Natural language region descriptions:
+--
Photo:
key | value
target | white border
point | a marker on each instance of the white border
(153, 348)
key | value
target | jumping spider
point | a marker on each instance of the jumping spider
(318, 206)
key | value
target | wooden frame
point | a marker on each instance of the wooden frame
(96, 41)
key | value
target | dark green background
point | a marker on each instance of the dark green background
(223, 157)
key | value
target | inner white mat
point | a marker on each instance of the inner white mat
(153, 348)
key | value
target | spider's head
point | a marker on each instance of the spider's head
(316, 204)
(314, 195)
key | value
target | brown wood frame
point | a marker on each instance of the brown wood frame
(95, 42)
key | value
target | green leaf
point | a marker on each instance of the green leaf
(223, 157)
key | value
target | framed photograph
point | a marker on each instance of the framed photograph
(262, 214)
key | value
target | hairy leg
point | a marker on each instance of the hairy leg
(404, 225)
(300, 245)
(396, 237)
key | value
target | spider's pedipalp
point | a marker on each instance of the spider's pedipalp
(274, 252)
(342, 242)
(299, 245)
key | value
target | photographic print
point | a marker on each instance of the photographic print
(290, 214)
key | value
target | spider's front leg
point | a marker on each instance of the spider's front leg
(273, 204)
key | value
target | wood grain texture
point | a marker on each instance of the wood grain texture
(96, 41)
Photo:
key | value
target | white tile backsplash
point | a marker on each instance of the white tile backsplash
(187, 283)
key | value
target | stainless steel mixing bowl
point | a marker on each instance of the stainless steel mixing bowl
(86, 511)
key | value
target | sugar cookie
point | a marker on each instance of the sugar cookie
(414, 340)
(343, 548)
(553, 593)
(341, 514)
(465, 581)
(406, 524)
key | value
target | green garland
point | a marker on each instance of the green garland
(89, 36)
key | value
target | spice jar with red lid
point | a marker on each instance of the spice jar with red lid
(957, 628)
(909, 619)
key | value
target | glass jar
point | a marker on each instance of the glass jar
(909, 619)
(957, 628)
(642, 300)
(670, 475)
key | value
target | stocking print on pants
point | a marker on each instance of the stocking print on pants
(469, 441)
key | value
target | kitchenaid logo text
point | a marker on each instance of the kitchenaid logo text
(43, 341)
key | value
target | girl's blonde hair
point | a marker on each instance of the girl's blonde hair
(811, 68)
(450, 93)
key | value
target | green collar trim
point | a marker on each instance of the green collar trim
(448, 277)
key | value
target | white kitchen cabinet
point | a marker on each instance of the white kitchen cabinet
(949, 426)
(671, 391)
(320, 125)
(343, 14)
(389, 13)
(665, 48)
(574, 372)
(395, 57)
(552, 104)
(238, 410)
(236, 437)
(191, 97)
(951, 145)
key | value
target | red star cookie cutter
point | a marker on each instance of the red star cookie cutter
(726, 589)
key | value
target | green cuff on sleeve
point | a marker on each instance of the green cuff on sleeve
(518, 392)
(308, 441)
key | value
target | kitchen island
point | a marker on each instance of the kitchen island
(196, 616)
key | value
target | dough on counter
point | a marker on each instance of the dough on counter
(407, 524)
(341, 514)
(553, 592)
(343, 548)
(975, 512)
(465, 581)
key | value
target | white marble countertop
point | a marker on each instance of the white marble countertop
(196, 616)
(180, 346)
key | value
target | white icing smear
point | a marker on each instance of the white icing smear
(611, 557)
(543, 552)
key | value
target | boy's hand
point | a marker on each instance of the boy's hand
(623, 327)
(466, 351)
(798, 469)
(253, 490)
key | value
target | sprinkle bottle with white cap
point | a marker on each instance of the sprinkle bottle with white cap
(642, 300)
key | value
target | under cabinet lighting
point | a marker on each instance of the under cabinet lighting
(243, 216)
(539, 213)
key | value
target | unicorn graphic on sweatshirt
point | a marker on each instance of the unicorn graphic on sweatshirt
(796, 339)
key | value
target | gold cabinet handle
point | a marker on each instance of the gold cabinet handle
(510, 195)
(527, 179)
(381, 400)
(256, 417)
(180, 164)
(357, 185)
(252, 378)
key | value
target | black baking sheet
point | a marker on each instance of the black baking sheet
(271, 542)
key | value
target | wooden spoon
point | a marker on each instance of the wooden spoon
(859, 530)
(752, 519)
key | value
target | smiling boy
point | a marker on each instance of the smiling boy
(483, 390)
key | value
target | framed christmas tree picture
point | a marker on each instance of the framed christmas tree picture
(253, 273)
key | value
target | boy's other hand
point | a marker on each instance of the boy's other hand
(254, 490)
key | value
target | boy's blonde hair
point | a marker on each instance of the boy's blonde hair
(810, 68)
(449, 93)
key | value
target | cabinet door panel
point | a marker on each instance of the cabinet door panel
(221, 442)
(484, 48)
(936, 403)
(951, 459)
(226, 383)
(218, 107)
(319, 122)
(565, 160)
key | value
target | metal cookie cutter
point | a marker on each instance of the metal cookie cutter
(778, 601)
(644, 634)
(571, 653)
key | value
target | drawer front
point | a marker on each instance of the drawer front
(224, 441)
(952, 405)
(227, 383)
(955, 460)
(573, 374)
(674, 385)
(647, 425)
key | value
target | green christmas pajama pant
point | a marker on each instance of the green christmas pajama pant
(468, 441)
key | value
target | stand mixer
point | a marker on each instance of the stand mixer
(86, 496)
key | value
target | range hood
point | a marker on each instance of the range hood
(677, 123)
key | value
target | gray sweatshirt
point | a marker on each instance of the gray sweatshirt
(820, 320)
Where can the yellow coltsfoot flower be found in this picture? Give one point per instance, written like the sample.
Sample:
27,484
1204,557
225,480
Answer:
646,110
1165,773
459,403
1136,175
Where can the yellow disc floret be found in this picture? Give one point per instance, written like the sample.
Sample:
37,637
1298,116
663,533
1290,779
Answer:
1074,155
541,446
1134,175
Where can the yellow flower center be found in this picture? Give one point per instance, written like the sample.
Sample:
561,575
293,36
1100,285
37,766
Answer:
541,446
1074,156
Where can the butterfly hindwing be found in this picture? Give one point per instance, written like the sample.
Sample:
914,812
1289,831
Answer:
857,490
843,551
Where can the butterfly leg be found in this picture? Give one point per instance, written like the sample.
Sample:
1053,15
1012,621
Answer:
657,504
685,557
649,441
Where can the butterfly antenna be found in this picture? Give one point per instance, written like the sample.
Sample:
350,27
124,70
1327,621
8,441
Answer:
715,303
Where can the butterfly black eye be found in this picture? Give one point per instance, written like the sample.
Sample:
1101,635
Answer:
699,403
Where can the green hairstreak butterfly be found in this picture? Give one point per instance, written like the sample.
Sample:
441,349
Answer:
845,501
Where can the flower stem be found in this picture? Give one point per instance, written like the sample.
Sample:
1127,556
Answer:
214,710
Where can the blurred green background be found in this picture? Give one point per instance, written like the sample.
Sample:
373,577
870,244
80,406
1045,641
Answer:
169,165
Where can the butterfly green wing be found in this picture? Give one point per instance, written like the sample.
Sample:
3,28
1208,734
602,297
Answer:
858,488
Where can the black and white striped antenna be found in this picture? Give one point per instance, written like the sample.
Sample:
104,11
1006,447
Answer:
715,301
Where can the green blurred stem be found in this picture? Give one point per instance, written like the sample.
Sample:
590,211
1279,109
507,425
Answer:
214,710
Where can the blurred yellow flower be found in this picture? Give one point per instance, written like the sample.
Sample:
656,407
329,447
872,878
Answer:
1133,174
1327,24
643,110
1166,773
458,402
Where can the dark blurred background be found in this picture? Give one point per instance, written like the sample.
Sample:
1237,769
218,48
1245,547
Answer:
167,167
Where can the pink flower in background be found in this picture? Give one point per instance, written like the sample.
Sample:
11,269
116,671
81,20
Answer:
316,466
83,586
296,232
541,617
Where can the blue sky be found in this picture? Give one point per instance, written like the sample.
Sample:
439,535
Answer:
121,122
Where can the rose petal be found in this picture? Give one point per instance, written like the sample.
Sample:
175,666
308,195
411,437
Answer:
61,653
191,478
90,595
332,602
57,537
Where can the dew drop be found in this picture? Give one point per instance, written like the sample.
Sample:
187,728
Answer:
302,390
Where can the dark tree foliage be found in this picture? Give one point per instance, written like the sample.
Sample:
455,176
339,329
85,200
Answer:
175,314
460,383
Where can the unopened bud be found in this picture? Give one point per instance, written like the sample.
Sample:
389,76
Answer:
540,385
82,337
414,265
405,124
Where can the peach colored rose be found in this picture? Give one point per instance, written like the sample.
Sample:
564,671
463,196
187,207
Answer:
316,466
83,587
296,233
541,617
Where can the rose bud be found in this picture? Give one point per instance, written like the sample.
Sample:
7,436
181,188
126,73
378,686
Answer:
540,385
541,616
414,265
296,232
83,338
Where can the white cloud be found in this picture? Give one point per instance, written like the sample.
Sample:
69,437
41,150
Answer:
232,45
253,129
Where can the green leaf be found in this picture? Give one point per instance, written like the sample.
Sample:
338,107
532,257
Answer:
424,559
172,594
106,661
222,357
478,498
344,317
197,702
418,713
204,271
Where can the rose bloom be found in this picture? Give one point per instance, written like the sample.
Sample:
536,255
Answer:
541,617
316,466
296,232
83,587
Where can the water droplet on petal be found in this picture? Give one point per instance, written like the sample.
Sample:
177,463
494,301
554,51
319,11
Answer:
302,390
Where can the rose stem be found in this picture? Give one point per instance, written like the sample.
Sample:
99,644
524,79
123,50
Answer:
+--
Repeat every line of the data word for word until you have repeated the line that contains "target | inner white mat", which is the last one to include.

Photo:
key | value
target | white border
point | a marker on each instance of the white border
(153, 348)
key | value
target | jumping spider
point | a marker on each instance of the jumping spider
(318, 206)
key | value
target | wooden frame
point | a marker on each instance of the wooden frame
(96, 41)
key | value
target | dark green background
point | a marker on each instance of the dark green background
(223, 157)
key | value
target | inner white mat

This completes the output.